(Saved data entries)
'''
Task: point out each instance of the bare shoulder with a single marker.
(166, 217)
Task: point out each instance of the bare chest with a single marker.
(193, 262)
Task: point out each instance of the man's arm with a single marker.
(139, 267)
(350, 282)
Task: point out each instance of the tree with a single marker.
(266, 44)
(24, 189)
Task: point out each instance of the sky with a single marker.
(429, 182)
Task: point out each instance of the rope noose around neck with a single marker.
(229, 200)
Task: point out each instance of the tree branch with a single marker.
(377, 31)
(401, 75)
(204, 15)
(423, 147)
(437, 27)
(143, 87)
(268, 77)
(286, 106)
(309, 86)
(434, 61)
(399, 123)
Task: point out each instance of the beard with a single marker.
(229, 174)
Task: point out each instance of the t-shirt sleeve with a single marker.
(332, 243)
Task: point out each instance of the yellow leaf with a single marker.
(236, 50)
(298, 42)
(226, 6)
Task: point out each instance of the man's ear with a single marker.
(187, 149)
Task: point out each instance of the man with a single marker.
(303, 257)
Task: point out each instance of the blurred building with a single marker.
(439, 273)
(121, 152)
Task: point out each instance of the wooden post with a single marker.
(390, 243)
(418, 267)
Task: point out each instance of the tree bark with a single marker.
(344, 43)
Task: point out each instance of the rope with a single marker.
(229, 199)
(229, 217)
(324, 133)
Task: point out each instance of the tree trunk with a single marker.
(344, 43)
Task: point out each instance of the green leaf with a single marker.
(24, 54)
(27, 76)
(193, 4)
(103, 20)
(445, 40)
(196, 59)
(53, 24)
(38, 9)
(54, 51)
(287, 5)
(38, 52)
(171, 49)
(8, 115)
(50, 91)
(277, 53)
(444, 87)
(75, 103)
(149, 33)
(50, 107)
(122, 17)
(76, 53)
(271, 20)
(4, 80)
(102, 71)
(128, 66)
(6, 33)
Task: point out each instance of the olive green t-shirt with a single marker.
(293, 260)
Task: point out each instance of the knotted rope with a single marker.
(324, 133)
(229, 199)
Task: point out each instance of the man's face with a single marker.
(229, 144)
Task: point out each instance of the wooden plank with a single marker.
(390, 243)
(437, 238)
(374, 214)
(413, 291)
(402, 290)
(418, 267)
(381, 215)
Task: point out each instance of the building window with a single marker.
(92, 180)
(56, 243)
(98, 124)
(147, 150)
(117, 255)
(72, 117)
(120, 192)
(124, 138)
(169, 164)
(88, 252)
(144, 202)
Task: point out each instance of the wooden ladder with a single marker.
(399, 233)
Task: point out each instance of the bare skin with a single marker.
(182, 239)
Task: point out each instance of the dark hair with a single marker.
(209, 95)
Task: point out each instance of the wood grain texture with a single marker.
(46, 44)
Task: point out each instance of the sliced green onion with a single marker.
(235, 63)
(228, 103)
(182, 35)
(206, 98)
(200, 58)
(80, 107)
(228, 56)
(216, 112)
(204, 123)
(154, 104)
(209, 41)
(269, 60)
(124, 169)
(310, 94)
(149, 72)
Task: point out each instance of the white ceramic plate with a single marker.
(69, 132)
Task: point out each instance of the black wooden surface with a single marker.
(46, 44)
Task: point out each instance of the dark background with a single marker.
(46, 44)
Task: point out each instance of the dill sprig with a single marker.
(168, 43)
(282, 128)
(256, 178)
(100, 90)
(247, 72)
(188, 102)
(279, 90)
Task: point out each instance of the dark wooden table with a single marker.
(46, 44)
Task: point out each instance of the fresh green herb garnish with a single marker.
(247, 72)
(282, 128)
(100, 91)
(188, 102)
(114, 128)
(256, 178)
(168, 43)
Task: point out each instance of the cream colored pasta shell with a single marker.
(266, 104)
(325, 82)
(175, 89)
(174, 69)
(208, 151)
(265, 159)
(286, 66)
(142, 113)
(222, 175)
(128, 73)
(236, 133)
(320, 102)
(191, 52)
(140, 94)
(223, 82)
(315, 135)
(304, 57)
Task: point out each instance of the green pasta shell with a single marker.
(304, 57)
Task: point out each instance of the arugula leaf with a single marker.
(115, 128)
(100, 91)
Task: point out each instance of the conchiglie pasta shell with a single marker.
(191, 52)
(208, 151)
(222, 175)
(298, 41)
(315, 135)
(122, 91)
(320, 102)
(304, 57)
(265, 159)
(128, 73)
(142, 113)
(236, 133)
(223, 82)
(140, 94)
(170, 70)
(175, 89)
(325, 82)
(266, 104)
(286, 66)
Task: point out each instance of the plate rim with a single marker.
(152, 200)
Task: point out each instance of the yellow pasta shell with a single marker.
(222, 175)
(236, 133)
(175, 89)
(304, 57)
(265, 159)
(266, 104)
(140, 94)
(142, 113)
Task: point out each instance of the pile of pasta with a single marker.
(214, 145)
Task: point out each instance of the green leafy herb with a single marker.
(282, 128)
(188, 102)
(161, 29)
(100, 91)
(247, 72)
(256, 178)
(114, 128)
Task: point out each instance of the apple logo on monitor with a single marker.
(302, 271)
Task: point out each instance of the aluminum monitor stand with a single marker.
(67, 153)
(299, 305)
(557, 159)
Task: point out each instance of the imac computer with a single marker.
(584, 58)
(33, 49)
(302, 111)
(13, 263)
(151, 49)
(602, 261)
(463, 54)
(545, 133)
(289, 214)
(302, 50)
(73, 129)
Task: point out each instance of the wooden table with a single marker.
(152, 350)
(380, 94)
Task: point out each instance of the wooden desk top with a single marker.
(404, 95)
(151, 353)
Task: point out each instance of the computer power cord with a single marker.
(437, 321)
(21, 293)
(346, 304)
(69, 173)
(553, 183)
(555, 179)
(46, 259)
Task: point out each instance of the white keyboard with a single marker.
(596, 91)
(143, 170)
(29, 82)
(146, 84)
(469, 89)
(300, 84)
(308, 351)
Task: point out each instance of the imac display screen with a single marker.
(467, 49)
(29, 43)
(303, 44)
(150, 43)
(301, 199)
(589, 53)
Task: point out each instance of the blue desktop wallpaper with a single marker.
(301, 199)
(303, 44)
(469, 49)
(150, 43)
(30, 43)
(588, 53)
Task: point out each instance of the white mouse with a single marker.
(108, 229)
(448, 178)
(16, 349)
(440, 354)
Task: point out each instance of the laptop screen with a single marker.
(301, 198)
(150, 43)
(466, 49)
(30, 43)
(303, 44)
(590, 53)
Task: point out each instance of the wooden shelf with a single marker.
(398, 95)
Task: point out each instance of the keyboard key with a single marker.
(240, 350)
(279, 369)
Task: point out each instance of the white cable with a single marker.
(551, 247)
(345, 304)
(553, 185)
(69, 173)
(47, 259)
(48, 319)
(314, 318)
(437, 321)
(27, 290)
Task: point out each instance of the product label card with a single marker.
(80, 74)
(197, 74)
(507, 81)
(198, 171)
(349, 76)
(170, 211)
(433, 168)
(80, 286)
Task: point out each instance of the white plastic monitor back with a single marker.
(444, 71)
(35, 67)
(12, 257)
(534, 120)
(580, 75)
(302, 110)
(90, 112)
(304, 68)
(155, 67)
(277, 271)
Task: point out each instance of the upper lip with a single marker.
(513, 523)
'''
PROBLEM STATEMENT: Write the lines out verbatim, from the one with "Task: point out each instance of the apple" through the last line of the entries, and stop there.

ANSWER TO THIS TASK:
Task: point out each instance of the apple logo on monitor with a single marker.
(302, 271)
Task: point out each instance of the aluminum monitor stand with a single marker.
(67, 153)
(299, 305)
(557, 159)
Task: point out each instance of the imac computer with a single marker.
(584, 58)
(33, 49)
(302, 111)
(13, 263)
(151, 49)
(602, 261)
(463, 54)
(545, 133)
(289, 214)
(302, 50)
(73, 129)
Task: point out each instance of the wooden table with a single marker.
(152, 350)
(380, 94)
Task: point out each instance of the wooden desk top with a single marker.
(404, 95)
(151, 353)
Task: point out each instance of the computer power cord with a single marker.
(437, 321)
(21, 293)
(346, 304)
(69, 173)
(553, 183)
(555, 179)
(46, 259)
Task: point out each instance of the white keyboard with a single marker.
(596, 91)
(143, 170)
(29, 82)
(146, 84)
(469, 89)
(300, 84)
(308, 351)
Task: point out each instance of the imac display screen with a single marker.
(467, 49)
(29, 43)
(303, 44)
(150, 43)
(301, 199)
(589, 53)
Task: point out each instance of the blue desktop wallpaper with a single marker.
(301, 199)
(303, 44)
(469, 49)
(150, 43)
(30, 43)
(588, 53)
Task: point out each instance of the white mouse with a single marker.
(108, 229)
(448, 178)
(16, 349)
(440, 354)
Task: point out each instance of the laptop screen with a single marker.
(301, 198)
(150, 43)
(466, 49)
(30, 43)
(303, 44)
(590, 53)
Task: point out each instance of the wooden shelf with a single marker.
(398, 95)
Task: point out each instance of the keyboard key with a single marker.
(240, 350)
(279, 369)
Task: point out each instance of the white cable with a single marker.
(551, 247)
(345, 304)
(553, 185)
(69, 173)
(47, 259)
(48, 319)
(314, 318)
(437, 321)
(27, 290)
Task: point out each instance of the product label card with a single marker.
(80, 74)
(197, 74)
(507, 81)
(198, 171)
(349, 76)
(170, 211)
(433, 168)
(80, 286)
Task: point out each instance of the white plastic monitor back with a single marker.
(444, 71)
(35, 67)
(12, 257)
(534, 120)
(580, 75)
(302, 110)
(90, 112)
(304, 68)
(155, 67)
(277, 271)
Task: point out each instance of the upper lip with a single marker.
(513, 523)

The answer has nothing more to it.